#### Brano di riferimento

Cass. pen. Sez. II, Sent., (ud. 15-06-2011) 04-08-2011, n. 31092 Relazione tra la sentenza e l’accusa contestata

Sentenza scelta dal dott. Domenico Cirasole direttore del sito giuridico http://www.gadit.it/

Svolgimento del processo – Motivi della decisione

Con sentenza del 13 maggio 2008, il Tribunale di Bologna ha condannato M.A. alla pena di tre anni e sei mesi di reclusione per il reato di circonvenzione di incapace consumato ai danni di P.A.. In particolare, all’imputato è contestato di aver indotto il P. a rilasciargli – in data 13 giugno 2003 – una delega ad operare con firma disgiunta sul suo conto corrente; delega poi utilizzata per prelevare dal conto della vittima l’importo di Euro 460.000,00, impiegato per stipulare due assicurazioni sulla vita a proprio nome, di cui infine riscattava il premio appropriandosene.

In data 17 settembre 2010 la Corte d’appello di Bologna ha integralmente rigettato l’appello proposto dal M., il quale – contro tale sentenza – ha proposto ricorso per cassazione allegando quattro motivi almeno in parte connessi.

Col primo motivo, il M. si duole della circostanza che il fatto contestatogli e ritenuto nei primi due gradi di giudizio è diverso da quello accertato processualmente. Ed infatti, i giudici di merito hanno tutti ritenuto – conformemente al capo di imputazione – che egli avrebbe prelevato l’importo occorrente per la sottoscrizione delle due polizze vita a suo nome facendo uso della delega ad operare sul conto del P., laddove dall’istruttoria sarebbe emerso che fu invece lo stesso P., recatosi personalmente in banca, a disporre i prelievi. La circostanza è dedotta, in sè, quale autonomo vizio della sentenza impugnata sub specie di contraddittorietà e manifesta illogicità della motivazione per travisamento della prova, ma essa si pone anche a fondamento degli ulteriori motivi di ricorso.

Ed infatti col secondo motivo, il M. lamenta che la corte territoriale, dando erroneamente per scontato che la delega fosse l’unico atto dispositivo compiuto dalla vittima, ha del tutto omesso di motivare sul nesso causale fra questa ed il depauperamento subito dal P., verificatosi invece per effetto dei prelievi personalmente disposti dal medesimo in banca.

Col terzo motivo, l’imputato censura la sentenza di merito nella parte in cui individua il tempo cui riferire la verifica dello stato di incapacità naturale del P. e della sua riconoscibilità da parte di terzi al 13 giugno 2003 (data di sottoscrizione della delega) anzichè ai mesi successivi in cui sono stati effettivamente compiuti i prelievi.

########
#### Estratto dei dati

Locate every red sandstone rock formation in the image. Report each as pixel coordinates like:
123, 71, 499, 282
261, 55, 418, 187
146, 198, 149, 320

########

Parti dell'esercizio:
1. Stabilisca se ciascuna delle seguenti affermazioni concorda con il brano sulla circonvenzione di incapace, rispondendo sì o no e citando testualmente le parole decisive: (a) il Tribunale di Bologna ha condannato M.A. a tre anni e sei mesi di reclusione; (b) la Corte d'appello di Bologna ha accolto in parte l'appello del M.; (c) il ricorso per cassazione si fonda su cinque motivi.
2. Prosegua il brano sulla circonvenzione di incapace, riprendendo dopo l'ultima frase riportata.
I dati costituiscono materiale a sé, distinto dal brano.

Risultati per compito:
1.
(a) Sì: «il Tribunale di Bologna ha condannato M.A. alla pena di tre anni e sei mesi di reclusione».
(b) No: «la Corte d’appello di Bologna ha integralmente rigettato l’appello proposto dal M.».
(c) No: «allegando quattro motivi almeno in parte connessi».

2.
Il quarto motivo, infine, attiene alla mancata assunzione di una prova decisiva, costituita nel non aver disposto l’espletamento di una perizia psichiatrica in ordine all’incapacità del P. che tenesse conto dell’effettiva dinamica dei fatti dispositivi compiuti dallo stesso e non fosse invece circoscritta alla data di sottoscrizione della delega alle operazioni bancarie.

Il ricorso è infondato e deve essere rigettato.

Tutte le censure mosse ruotano intorno ad un certo scollamento fra il fatto contestato e quello emerso in esito all’istruttoria dibattimentale. In particolare, sebbene il M. avesse una procura ad operare sul conto corrente del P., è emerso che i prelievi effettuati sul conto della vittima sono stati eseguiti personalmente dal P., recatosi in banca in compagnia del M..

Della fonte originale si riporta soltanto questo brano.